▶ _The input_
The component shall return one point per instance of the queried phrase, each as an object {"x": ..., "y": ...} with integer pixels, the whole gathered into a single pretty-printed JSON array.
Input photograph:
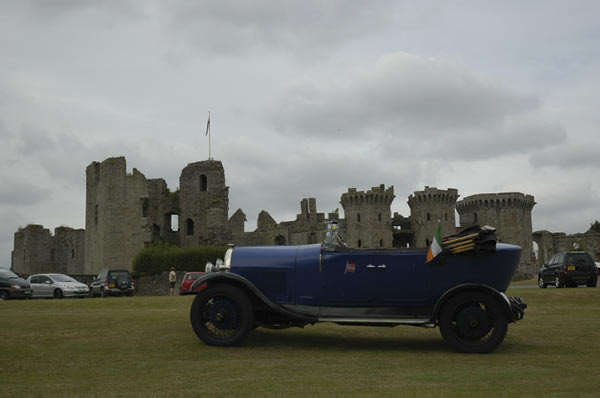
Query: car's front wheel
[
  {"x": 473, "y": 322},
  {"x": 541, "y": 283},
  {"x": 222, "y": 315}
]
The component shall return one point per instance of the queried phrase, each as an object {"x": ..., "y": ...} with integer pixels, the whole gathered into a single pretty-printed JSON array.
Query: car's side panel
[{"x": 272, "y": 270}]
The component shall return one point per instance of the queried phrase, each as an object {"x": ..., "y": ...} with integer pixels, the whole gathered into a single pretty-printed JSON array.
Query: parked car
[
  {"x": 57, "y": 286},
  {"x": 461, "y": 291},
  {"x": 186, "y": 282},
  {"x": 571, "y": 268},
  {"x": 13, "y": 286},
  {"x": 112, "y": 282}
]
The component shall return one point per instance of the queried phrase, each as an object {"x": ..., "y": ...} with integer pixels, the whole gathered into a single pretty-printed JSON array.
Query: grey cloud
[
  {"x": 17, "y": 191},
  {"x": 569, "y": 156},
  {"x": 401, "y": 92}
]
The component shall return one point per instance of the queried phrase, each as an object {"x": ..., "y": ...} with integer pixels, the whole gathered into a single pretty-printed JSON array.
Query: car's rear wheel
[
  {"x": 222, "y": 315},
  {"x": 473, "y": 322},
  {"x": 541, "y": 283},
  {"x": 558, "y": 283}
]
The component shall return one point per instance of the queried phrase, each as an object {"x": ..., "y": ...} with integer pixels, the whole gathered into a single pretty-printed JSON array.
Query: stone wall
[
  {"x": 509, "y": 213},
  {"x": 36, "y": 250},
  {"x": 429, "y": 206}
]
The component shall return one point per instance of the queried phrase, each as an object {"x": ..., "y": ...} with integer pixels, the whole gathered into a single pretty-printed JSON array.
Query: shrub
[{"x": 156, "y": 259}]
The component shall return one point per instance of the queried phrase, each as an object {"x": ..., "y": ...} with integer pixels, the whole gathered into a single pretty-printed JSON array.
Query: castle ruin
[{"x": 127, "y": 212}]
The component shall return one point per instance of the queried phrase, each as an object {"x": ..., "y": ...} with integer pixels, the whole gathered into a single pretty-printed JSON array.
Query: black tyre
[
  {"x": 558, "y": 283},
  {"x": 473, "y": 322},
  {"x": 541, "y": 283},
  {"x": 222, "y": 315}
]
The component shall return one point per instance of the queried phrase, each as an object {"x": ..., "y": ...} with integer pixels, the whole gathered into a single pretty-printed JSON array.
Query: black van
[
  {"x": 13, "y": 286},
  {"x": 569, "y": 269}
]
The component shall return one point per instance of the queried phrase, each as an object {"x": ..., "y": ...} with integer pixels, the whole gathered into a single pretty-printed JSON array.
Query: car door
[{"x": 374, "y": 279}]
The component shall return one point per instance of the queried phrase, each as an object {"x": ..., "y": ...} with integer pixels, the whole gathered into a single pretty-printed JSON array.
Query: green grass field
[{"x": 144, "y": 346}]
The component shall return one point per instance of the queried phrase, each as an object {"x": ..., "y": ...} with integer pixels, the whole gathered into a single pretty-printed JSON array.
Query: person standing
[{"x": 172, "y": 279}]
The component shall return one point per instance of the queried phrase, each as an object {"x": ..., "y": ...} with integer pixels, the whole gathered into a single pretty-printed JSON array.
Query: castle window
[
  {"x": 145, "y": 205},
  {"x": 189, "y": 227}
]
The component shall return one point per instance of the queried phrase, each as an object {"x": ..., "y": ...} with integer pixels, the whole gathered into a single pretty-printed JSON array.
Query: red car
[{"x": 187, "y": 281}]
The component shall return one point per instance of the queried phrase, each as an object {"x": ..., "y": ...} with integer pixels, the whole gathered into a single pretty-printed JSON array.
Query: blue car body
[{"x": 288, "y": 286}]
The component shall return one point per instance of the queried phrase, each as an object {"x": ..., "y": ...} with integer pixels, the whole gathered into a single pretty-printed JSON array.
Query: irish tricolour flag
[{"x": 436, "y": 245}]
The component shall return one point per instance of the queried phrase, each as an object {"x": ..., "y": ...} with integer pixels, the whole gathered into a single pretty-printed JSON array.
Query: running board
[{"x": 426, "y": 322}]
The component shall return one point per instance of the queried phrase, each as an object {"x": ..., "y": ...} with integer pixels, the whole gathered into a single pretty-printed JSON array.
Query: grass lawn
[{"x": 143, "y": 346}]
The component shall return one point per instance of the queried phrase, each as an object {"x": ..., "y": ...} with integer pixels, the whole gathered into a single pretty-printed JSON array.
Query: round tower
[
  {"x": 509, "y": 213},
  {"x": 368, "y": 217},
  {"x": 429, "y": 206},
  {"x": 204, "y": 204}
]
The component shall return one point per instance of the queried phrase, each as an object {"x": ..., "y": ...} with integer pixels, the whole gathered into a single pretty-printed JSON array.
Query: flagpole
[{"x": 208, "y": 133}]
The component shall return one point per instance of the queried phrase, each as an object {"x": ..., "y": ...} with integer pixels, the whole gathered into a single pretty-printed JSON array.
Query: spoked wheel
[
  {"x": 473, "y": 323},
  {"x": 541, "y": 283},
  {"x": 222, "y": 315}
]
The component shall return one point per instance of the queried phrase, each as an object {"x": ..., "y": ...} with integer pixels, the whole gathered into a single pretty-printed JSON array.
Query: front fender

▶ _How to complete this task_
Apart from its pictures, the data is to be repeated exactly.

▶ _Output for this task_
The component shall return one point per instance of the queried phrase, each as an object {"x": ..., "y": ...} with integer pixels, the whole gathered into a single pretty-printed JSON array.
Input photograph:
Query: car's front wheel
[
  {"x": 473, "y": 322},
  {"x": 541, "y": 283},
  {"x": 222, "y": 315}
]
The component shall return one point per instance of the queried phrase, each as an object {"x": ..., "y": ...} with integer pixels, the whole gathered into a single pretty-printed JSON array.
Query: car's side panel
[{"x": 272, "y": 270}]
The component shall return one point per instance of the queried phrase, each as an object {"x": ..., "y": ...} with integer pixels, the whole gathered into a single pretty-printed JSON array.
Query: parked car
[
  {"x": 57, "y": 286},
  {"x": 461, "y": 291},
  {"x": 186, "y": 282},
  {"x": 571, "y": 268},
  {"x": 13, "y": 286},
  {"x": 112, "y": 282}
]
The component shall return one point per instance of the queried phrase, each as an object {"x": ..., "y": ...} with integer pixels, the whole gathered into a single pretty-printed JSON array.
Query: grey cloud
[
  {"x": 17, "y": 191},
  {"x": 569, "y": 156},
  {"x": 401, "y": 92}
]
The component shall return one point per instance of the queried phrase, each as an object {"x": ..., "y": ...} with integer pixels, the whole gathered into a single pretty-printed JSON array.
Query: car's rear wheel
[
  {"x": 222, "y": 315},
  {"x": 473, "y": 322},
  {"x": 541, "y": 283},
  {"x": 558, "y": 283}
]
The component shall return one point per instance of the queried phrase, each as an object {"x": ..., "y": ...} with integer pixels, the whole gathered into a single pretty-printed JSON array.
Query: stone wall
[
  {"x": 509, "y": 213},
  {"x": 36, "y": 250},
  {"x": 429, "y": 206}
]
The component shall return one point per instance of the queried phrase, each as an object {"x": ..., "y": ...} with integer pixels, the whole gathered into a single pretty-printed JSON array.
Query: shrub
[{"x": 156, "y": 259}]
The component shall return one point per instance of the queried phrase, each as an object {"x": ..., "y": ...} with integer pixels, the whole gathered into a single pretty-printed JSON array.
Query: castle ruin
[{"x": 127, "y": 212}]
The component shall return one point per instance of the queried phrase, each as an object {"x": ..., "y": ...} with integer pixels, the whole gathered into a single pretty-printed JSON array.
Query: black tyre
[
  {"x": 558, "y": 283},
  {"x": 473, "y": 322},
  {"x": 541, "y": 283},
  {"x": 222, "y": 315}
]
The component shall return one point per instance of the queried phrase, each as an object {"x": ..., "y": ...} with integer pixels, the whole gathered into a single pretty-printed JSON array.
Query: black van
[
  {"x": 13, "y": 286},
  {"x": 569, "y": 269}
]
The component shall return one point per instance of the queried phrase, each as an object {"x": ..., "y": ...} with integer pixels, the whole gathered into a single pretty-printed JSON array.
Query: car door
[{"x": 374, "y": 279}]
The component shall return one point per instance of the queried phrase, each as an object {"x": ..., "y": ...} with integer pixels, the whole gathered into a single pretty-printed JSON array.
Query: green grass field
[{"x": 144, "y": 346}]
The component shall return one point per instance of the queried phrase, each as an object {"x": ..., "y": ...} with integer pixels, the whole gathered into a single pretty-printed JSON array.
Query: person standing
[{"x": 172, "y": 279}]
The component shall return one point per instance of the queried phrase, each as an object {"x": ..., "y": ...} with integer pixels, the whole gathered into a single pretty-printed JSON array.
Query: castle window
[
  {"x": 145, "y": 205},
  {"x": 189, "y": 227}
]
The component shall return one point per instance of the queried phrase, each as an object {"x": ..., "y": ...} with integer pixels, the whole gathered into a single pretty-printed JSON array.
Query: red car
[{"x": 187, "y": 281}]
The component shall return one point per instance of the queried phrase, each as an object {"x": ..., "y": ...} with integer pixels, the whole gathered into a single pretty-printed JSON array.
Query: blue car body
[{"x": 288, "y": 286}]
The component shall return one point per instance of the queried phrase, each as an object {"x": ..., "y": ...} with integer pixels, the whole gathered into a single pretty-printed JSON array.
Query: irish tricolour flag
[{"x": 436, "y": 245}]
The component shall return one point per instance of the queried phrase, each as an object {"x": ..., "y": ...} with integer pixels, the whole gathered into a single pretty-printed JSON array.
Query: running board
[{"x": 426, "y": 322}]
The component shall return one point per instance of the queried phrase, each as an object {"x": ..., "y": ...} with integer pixels, the whole gathered into a single pretty-printed JSON array.
Query: grass lawn
[{"x": 143, "y": 346}]
The component shall return one point per instance of the queried phrase, each as an object {"x": ..., "y": ...} with integer pixels, the whole gathered into a single pretty-printed JSON array.
Query: round tower
[
  {"x": 509, "y": 213},
  {"x": 368, "y": 217},
  {"x": 429, "y": 206},
  {"x": 204, "y": 204}
]
The component shall return one point per instance of the queried phrase, each as an object {"x": ..., "y": ...} with integer pixels, the whole gathered into a single pretty-printed JSON array.
Query: flagpole
[{"x": 208, "y": 133}]
The component shall return one point per instance of the queried phrase, each as an object {"x": ..., "y": ...} with integer pixels, the whole gathered into a single pretty-printed JSON array.
Query: spoked wheel
[
  {"x": 473, "y": 323},
  {"x": 541, "y": 283},
  {"x": 222, "y": 315}
]
The component shall return one point per instance of the queried phrase, each as an object {"x": ..., "y": ...} with integer pixels, the whole gathered into a single pretty-printed JSON array.
Query: front fender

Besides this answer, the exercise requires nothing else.